### Information shown

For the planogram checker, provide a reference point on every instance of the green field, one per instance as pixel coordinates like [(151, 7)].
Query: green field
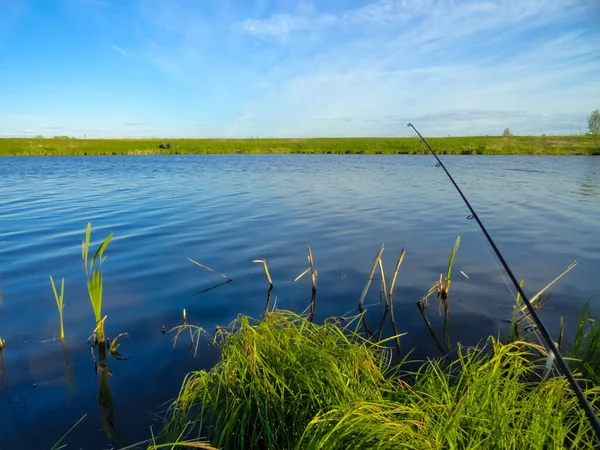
[(476, 145)]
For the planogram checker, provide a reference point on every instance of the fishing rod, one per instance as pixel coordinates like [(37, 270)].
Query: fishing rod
[(585, 405)]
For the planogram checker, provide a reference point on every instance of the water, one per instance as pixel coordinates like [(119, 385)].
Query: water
[(225, 211)]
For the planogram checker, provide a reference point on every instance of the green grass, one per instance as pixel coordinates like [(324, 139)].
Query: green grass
[(487, 145), (286, 383), (60, 304), (93, 275), (586, 347)]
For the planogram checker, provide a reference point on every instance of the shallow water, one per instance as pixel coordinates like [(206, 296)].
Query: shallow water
[(225, 211)]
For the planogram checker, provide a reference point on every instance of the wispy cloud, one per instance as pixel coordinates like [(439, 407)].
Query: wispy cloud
[(365, 67), (118, 49), (245, 117)]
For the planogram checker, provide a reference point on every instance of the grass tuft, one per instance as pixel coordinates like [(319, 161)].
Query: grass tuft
[(284, 382), (93, 275), (60, 304)]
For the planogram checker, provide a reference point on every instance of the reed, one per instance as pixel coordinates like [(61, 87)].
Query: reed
[(60, 304), (264, 263), (210, 270), (311, 269), (93, 274), (274, 376), (368, 284), (444, 285)]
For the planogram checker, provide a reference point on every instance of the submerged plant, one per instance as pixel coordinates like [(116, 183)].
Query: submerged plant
[(60, 303), (93, 274)]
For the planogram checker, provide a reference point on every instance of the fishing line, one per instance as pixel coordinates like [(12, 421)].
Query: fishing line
[(585, 405)]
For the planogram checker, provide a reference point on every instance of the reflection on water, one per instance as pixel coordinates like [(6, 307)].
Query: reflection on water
[(69, 375), (105, 397), (4, 376), (227, 210)]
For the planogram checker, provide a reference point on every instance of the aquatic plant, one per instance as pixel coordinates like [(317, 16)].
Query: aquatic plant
[(60, 303), (273, 377), (284, 382), (93, 275), (442, 286), (585, 354)]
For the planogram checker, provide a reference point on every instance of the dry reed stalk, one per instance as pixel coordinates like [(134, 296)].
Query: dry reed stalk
[(268, 298), (311, 269), (313, 272), (391, 300), (364, 293), (313, 300), (383, 284), (209, 269), (398, 264), (264, 262), (423, 300), (538, 296)]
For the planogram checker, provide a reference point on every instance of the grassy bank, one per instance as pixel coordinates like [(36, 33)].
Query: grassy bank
[(487, 145), (284, 382)]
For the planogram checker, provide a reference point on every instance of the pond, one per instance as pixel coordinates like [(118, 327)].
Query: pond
[(225, 211)]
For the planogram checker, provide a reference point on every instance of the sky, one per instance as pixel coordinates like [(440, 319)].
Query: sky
[(287, 68)]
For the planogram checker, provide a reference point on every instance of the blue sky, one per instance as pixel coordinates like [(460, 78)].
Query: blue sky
[(240, 68)]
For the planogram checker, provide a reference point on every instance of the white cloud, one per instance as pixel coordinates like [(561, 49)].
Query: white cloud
[(245, 117), (118, 49)]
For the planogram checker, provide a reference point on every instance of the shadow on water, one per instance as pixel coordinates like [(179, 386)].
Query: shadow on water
[(423, 311), (105, 398), (69, 375), (4, 376)]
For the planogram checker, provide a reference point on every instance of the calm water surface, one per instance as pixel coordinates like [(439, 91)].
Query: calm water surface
[(225, 211)]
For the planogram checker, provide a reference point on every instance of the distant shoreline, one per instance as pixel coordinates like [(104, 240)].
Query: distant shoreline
[(470, 145)]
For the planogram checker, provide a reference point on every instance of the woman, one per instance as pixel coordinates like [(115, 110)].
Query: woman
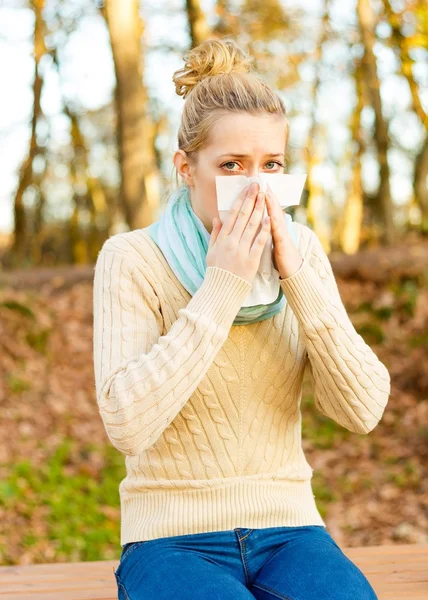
[(202, 395)]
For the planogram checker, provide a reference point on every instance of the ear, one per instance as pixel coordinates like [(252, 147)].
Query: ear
[(183, 166)]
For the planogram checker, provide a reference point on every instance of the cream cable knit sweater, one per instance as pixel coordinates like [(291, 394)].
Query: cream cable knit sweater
[(208, 414)]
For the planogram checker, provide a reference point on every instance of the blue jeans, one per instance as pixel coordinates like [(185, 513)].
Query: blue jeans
[(290, 563)]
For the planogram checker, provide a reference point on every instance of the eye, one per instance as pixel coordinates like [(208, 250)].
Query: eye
[(229, 163), (275, 162)]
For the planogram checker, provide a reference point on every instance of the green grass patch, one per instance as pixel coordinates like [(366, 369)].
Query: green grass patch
[(76, 523)]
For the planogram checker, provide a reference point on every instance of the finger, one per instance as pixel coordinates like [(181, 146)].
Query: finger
[(245, 211), (230, 220), (261, 239)]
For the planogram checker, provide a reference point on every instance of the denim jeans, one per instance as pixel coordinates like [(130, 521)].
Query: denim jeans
[(291, 563)]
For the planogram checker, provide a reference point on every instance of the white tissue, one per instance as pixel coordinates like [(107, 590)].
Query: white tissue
[(288, 190)]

######

Reproduce all of the entries above word for word, omitting the pictures.

For the planogram checker, provide a reference point on every instance of the green field, one per instance as pixel coordinates like [(151, 7)].
Query: green field
[(476, 145)]
For the planogram checker, provide a reference point on every instance of the fishing rod, one per instance as pixel coordinates like [(37, 270)].
Query: fishing rod
[(585, 405)]
For the planogram checker, provide a reference point on every instance of the water, one per instance as pixel coordinates like [(119, 385)].
Query: water
[(225, 211)]
For the planogram checker, provide a reference point on every instance of the green grass, one per instance as pixel coordinates like [(324, 139)].
Query: green grass
[(487, 145), (286, 383), (60, 304), (93, 275), (586, 347)]
For the planogram checker, provide a reference point on every instance of the shallow water, one per instance as pixel coordinates like [(206, 296)].
Query: shallow water
[(225, 211)]
For the planogram checker, provide a reference point on every instance of the wispy cloud, one per instance as pixel coordinates like [(439, 407)].
Query: wispy cloud
[(365, 67), (118, 49), (245, 117)]
For the planogram checker, provide a reference point on every instance of the grass tuft, one per instance as pixel coordinates like [(319, 161)].
Query: grass tuft
[(284, 382), (93, 275), (60, 304)]
For the planogram checker, provide a reference point on every instance of the reed, one per instance as pixel coordinates like [(61, 87)].
Query: reed
[(60, 304), (264, 263), (210, 270), (311, 269), (93, 274), (274, 376), (368, 284), (444, 285)]
For the planogram checker, provide a reference point on every instance of the submerged plant, one per instance as pixel coordinates like [(116, 183)].
Query: submerged plant
[(60, 303), (93, 274)]
For the planogram checker, provide a reference point on every instance of the fishing line, one per instance as pixel coordinates like [(12, 421)].
Query: fishing line
[(585, 405)]
For the planogram checker, provide a reference point on every instance of the reflection on water, one per instance as pixel coordinates like [(6, 307)].
Query: reflection on water
[(69, 375), (105, 397), (4, 376), (227, 210)]
For the planogram checker, provide a reference point on every instance of the aquatic plant, one per instance as pixel coordinates like [(317, 16)].
Query: aquatic plant
[(60, 303), (273, 377), (284, 382), (93, 275), (442, 286), (585, 354)]
For the planogram checker, provide a reference point on every instance of the dry reed stalk, one per instance as pixel coordinates like [(134, 296)].
Query: dry reed stalk
[(268, 298), (311, 269), (313, 272), (391, 300), (364, 293), (313, 300), (383, 284), (209, 269), (398, 264), (264, 262), (423, 300), (538, 296)]
For the planogram checker, provide a reference point on every instance of the grassy bank, one per instance as pixel coordinates like [(36, 33)].
Query: grassy bank
[(487, 145), (284, 382)]
For the planogram checker, provide a reference point on every instance of the pond, one per instance as pixel coordinates like [(118, 327)].
Query: pond
[(225, 211)]
For the planogram checker, provide a reference point on every instance of the sky, one per instance as pixel coordinates like [(440, 319)].
Query: sky
[(287, 68)]
For the planogram checker, provide a reference point on every instance of the blue sky, one per instance as pixel coordinates like [(460, 78)].
Query: blue sky
[(240, 68)]
For the planogram checker, provide a reference point on every instance of the white cloud, one per instance as pixel coordinates like [(561, 49)].
Query: white cloud
[(245, 117), (118, 49)]
For the planogram checker, provide a reference point on every instance of the shadow on water, one per instance as pixel coordinates like [(179, 386)].
Query: shadow on water
[(423, 311), (105, 398), (69, 375), (4, 376)]
For the planogram checker, provide a reference point on every instance of the calm water surface, one per instance as pixel coordinates like [(439, 91)].
Query: calm water surface
[(225, 211)]
For the planogram checker, provide a reference point on every instance of the distant shoreline, one per instance as pixel coordinates like [(104, 240)].
Query: distant shoreline
[(470, 145)]
For the planogram checker, provide a reference point on every instance of the woman, one per instance as pixel coordinates like [(115, 110)].
Query: woman
[(202, 395)]
For the planogram checker, provide a reference point on every instance of the ear, one per instance as pixel coordinates like [(252, 147)].
Query: ear
[(183, 166)]
For the planogram checker, provide a reference point on every instance of the cream cable knit sweater, one per instance as pixel coordinates like [(291, 394)].
Query: cream cable knit sweater
[(208, 414)]
For the planogram checker, provide a reference point on every instance of the blue jeans, one per instance as pixel coordinates like [(185, 513)].
Query: blue jeans
[(290, 563)]
For the planogram checker, provide a reference point on every instance of the eye, one per instance as pixel coordinates like [(208, 250)].
Query: eye
[(229, 163), (275, 162)]
For the planogram checker, provide a reference point on every instance of the green grass patch, one per instance as pixel coordinates like [(366, 369)].
Query: green grass patch
[(76, 523)]
For the planogram checker, provide a reference point on every instance of the finger, one per instance as pixel coordinates like [(181, 146)].
Query: finger
[(245, 211), (230, 220), (261, 239)]
For the planogram checker, provide a reference point on every instance of the denim jeans, one per instance as pixel coordinates like [(130, 521)].
Query: denim jeans
[(291, 563)]
For the planogram checker, provide a reference point on every instance of the white tissue, one per instance as pixel coordinates like [(107, 590)].
Query: white tissue
[(288, 190)]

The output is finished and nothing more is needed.